# DOCUMENT SECTION
-- Start --

[Question]:How to implement multi tenant solutions?
Do you need to ask a question?
- [x] I have searched the existing question and discussions and this question is not already answered.
- [ ] I believe this is a legitimate question, not just a bug or feature request.
Your Question
I'm exploring using LightRAG + POSTGRES for storage in a multi-tenant application and am running into some challenges with managing data isolation between tenants. What I've Considered I noticed the workspace isolation option, which seems useful for defining different environments. However, it feels difficult to dynamically switch this configuration at runtime for each incoming API request. The persistence of the connection pools seems to prevent a clean switch from one tenant's database/schema to another's on a per-request basis.
My Question Is there a recommended or existing way to manage a multi-tenant setup with LightRAG that I might be missing?
For example, is there a way to:
Dynamically pass tenant-specific database postgres credentials/configurations to the LightRAG or other components for each operation? OR use a single database with workspace isolations that can easily be modified during run time...
Any guidance or best practices you could share on this would be greatly appreciated. Thank you for the fantastic library!
Additional Context
No response
+1 on this. Would love to know the recommended approach here.
We've encountered the same challenge.
In the method await ClientManager.get_client()
@classmethod
async def get_client(cls) -> PostgreSQLDB:
async with cls._lock:
if cls._instances["db"] is None:
config = ClientManager.get_config()
db = PostgreSQLDB(config)
await db.initdb()
await db.check_tables()
cls._instances["db"] = db
cls._instances["ref_count"] = 0
cls._instances["ref_count"] += 1
return cls._instances["db"]
This is a global parameter, it will always return the same workspace each time selecting from the DB.
In the postgres_impl.py, suggest the workspace parameter to accept the programmatically passed-in function argument instead of taking the class attribute (which will never be changed once initialized).
This will help a lot if using the LightRAG core for multi-tenant solution.
I have no idea why the DB workspace takes higher priority:
async def initialize(self):
if self.db is None:
self.db = await ClientManager.get_client()
# Implement workspace priority: PostgreSQLDB.workspace > self.workspace > "default"

-- End --

# THE PROBLEM
Retype the entire multi-tenant LightRAG thread above, word for word.

# RECORDS PROVIDED
-- Start --

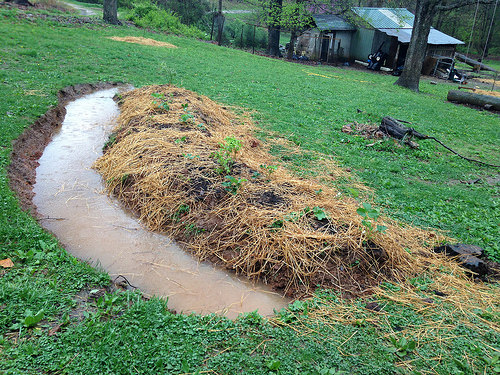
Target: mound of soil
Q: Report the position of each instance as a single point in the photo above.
(190, 168)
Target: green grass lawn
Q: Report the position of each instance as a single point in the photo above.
(120, 333)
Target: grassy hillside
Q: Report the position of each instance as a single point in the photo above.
(121, 333)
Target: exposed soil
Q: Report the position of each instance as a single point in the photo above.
(28, 148)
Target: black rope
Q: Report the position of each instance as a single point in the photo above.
(125, 279)
(412, 132)
(463, 157)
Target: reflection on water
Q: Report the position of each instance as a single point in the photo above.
(92, 226)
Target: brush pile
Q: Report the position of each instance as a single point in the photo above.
(191, 169)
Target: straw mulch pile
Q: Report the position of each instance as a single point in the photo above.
(487, 92)
(143, 41)
(166, 161)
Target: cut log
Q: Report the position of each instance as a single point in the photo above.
(474, 99)
(396, 129)
(473, 63)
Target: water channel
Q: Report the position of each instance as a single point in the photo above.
(92, 226)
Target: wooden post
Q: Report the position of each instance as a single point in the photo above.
(213, 22)
(253, 43)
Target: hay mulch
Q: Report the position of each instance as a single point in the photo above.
(487, 92)
(143, 41)
(291, 233)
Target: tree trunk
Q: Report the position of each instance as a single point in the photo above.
(220, 24)
(220, 27)
(273, 31)
(410, 77)
(293, 39)
(475, 99)
(110, 13)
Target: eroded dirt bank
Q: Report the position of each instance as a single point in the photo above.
(28, 148)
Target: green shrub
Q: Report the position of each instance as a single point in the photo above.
(148, 15)
(188, 11)
(241, 35)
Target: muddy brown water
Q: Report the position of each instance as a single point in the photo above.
(71, 199)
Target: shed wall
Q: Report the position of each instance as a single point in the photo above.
(361, 43)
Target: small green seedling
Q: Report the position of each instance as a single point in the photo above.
(31, 320)
(370, 213)
(186, 118)
(273, 365)
(268, 168)
(161, 102)
(233, 184)
(319, 213)
(224, 155)
(402, 346)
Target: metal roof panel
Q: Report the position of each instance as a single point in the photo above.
(436, 37)
(332, 22)
(386, 18)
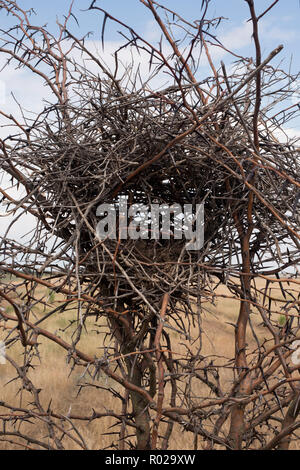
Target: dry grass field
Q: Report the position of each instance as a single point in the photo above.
(52, 375)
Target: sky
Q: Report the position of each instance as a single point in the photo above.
(279, 26)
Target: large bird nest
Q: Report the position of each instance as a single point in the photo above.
(117, 143)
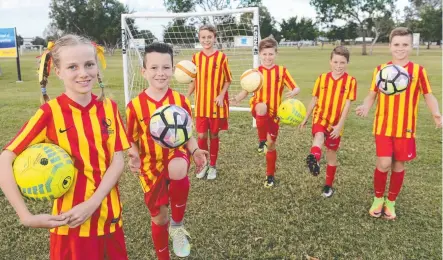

-- End --

# TASK RESPONSE
[Question]:How to implement multi tenant solutions?
Do you need to ask a question?
- [x] I have searched the existing question and discussions and this question is not already answered.
- [ ] I believe this is a legitimate question, not just a bug or feature request.
Your Question
I'm exploring using LightRAG + POSTGRES for storage in a multi-tenant application and am running into some challenges with managing data isolation between tenants. What I've Considered I noticed the workspace isolation option, which seems useful for defining different environments. However, it feels difficult to dynamically switch this configuration at runtime for each incoming API request. The persistence of the connection pools seems to prevent a clean switch from one tenant's database/schema to another's on a per-request basis.
My Question Is there a recommended or existing way to manage a multi-tenant setup with LightRAG that I might be missing?
For example, is there a way to:
Dynamically pass tenant-specific database postgres credentials/configurations to the LightRAG or other components for each operation? OR use a single database with workspace isolations that can easily be modified during run time...
Any guidance or best practices you could share on this would be greatly appreciated. Thank you for the fantastic library!
Additional Context
No response
+1 on this. Would love to know the recommended approach here.
We've encountered the same challenge.
In the method await ClientManager.get_client()
@classmethod
async def get_client(cls) -> PostgreSQLDB:
async with cls._lock:
if cls._instances["db"] is None:
config = ClientManager.get_config()
db = PostgreSQLDB(config)
await db.initdb()
await db.check_tables()
cls._instances["db"] = db
cls._instances["ref_count"] = 0
cls._instances["ref_count"] += 1
return cls._instances["db"]
This is a global parameter, it will always return the same workspace each time selecting from the DB.
In the postgres_impl.py, suggest the workspace parameter to accept the programmatically passed-in function argument instead of taking the class attribute (which will never be changed once initialized).
This will help a lot if using the LightRAG core for multi-tenant solution.
I have no idea why the DB workspace takes higher priority:
async def initialize(self):
if self.db is None:
self.db = await ClientManager.get_client()
# Implement workspace priority: PostgreSQLDB.workspace > self.workspace > "default"